### PROBLEM:
Update the listing below, changing every "one per instance" to "one per occurrence" and leaving all other text untouched.

### DATASET ENTRIES:

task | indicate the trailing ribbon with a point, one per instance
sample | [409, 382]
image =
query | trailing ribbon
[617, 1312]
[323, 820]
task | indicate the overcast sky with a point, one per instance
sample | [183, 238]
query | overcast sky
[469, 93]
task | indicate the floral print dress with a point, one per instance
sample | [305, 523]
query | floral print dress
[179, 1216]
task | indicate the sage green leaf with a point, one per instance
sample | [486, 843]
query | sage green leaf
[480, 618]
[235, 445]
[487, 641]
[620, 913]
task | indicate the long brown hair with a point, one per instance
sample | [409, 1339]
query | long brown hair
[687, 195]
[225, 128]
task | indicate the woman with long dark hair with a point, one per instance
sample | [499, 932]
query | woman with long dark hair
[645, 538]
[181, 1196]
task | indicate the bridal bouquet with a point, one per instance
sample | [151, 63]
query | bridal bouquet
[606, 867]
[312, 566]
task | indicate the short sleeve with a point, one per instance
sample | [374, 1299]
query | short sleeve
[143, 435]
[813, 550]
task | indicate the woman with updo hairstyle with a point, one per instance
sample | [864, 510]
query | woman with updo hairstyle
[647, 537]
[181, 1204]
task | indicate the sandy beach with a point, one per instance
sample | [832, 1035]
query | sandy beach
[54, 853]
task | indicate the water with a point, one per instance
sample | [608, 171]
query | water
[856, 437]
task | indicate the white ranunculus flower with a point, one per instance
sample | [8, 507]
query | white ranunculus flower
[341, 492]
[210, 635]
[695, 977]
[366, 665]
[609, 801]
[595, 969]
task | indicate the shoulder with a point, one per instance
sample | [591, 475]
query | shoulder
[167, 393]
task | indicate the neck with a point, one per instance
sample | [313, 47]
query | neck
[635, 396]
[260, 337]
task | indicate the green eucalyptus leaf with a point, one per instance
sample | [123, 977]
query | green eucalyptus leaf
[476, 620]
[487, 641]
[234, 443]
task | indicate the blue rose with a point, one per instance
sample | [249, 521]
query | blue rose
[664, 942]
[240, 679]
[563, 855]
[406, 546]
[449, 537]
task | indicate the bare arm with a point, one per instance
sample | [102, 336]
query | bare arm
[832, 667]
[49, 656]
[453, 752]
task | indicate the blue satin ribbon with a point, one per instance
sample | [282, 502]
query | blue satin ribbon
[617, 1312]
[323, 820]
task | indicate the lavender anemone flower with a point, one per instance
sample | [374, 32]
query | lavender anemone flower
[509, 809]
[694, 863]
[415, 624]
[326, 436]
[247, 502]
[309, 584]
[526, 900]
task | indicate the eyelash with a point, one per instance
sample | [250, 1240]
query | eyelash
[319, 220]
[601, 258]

### FINAL RESULT:
task | indicate the trailing ribbon with a point, one per occurrence
sample | [409, 382]
image =
query | trailing ribbon
[617, 1312]
[323, 820]
task | indicate the overcast sky with a point, one per occurrence
sample | [183, 238]
query | overcast sky
[469, 93]
task | indicate the floral print dress with a point, one per occurrence
sample | [305, 523]
query | floral print dress
[179, 1216]
task | indicate the sage green leaf with a point, one per occurrence
sample | [486, 843]
query | sage green leaf
[480, 618]
[235, 445]
[487, 641]
[620, 913]
task | indicate the long brown hair with a point, one per occurrence
sample | [409, 1339]
query | long brown hair
[687, 195]
[225, 128]
task | indicate the woman with long dark hair with a point, one per occurrence
sample | [499, 932]
query | woman with long dark hair
[645, 538]
[181, 1196]
task | indicate the bridal bouquet with a point, one per occurrence
sample | [151, 63]
query | bridal bouquet
[606, 867]
[312, 566]
task | indicate the short sleeve with a point, one per occurrence
sample | [374, 1299]
query | short sleeve
[143, 435]
[813, 550]
task | indicate the woman with updo hairstyle with a point, one per occurrence
sample | [864, 510]
query | woman with updo hairstyle
[647, 537]
[181, 1204]
task | indicate the sandy beach with a point, one per occurrence
sample | [832, 1035]
query | sandy beach
[54, 853]
task | indicate the water with a point, one per occurrence
sample | [608, 171]
query | water
[856, 437]
task | indicate the white ranunculus flower with a point, one per occurrence
sample | [8, 507]
query | white ranunculus flower
[341, 492]
[210, 635]
[695, 977]
[366, 665]
[609, 801]
[595, 969]
task | indicate the shoulder with a point, one per occurrence
sample | [591, 475]
query | shoulder
[167, 393]
task | indicate the neck with a point, one per occurrence
sample | [313, 47]
query | neck
[635, 396]
[260, 337]
task | indicate the green eucalyptus leaf with a point, one per occurrence
sample | [123, 977]
query | green eucalyptus leaf
[476, 620]
[487, 641]
[234, 443]
task | indicate the blue rose with a point, one per occurrence
sample | [249, 521]
query | blue rose
[664, 942]
[240, 679]
[563, 855]
[406, 546]
[449, 537]
task | indicate the bare arm with a point, one per occurrence
sample | [102, 336]
query | bare arm
[832, 667]
[49, 656]
[453, 752]
task | indicate the blue satin ribbon with a point, one per occurrence
sample | [282, 502]
query | blue satin ribbon
[617, 1312]
[323, 820]
task | indicate the lavender anemone flower with a point, one per occurrence
sample | [374, 32]
query | lavender anemone flower
[509, 809]
[694, 863]
[415, 624]
[326, 436]
[247, 502]
[309, 584]
[526, 900]
task | indicate the eyelash with a point, one per occurrence
sample | [250, 1240]
query | eyelash
[319, 220]
[601, 258]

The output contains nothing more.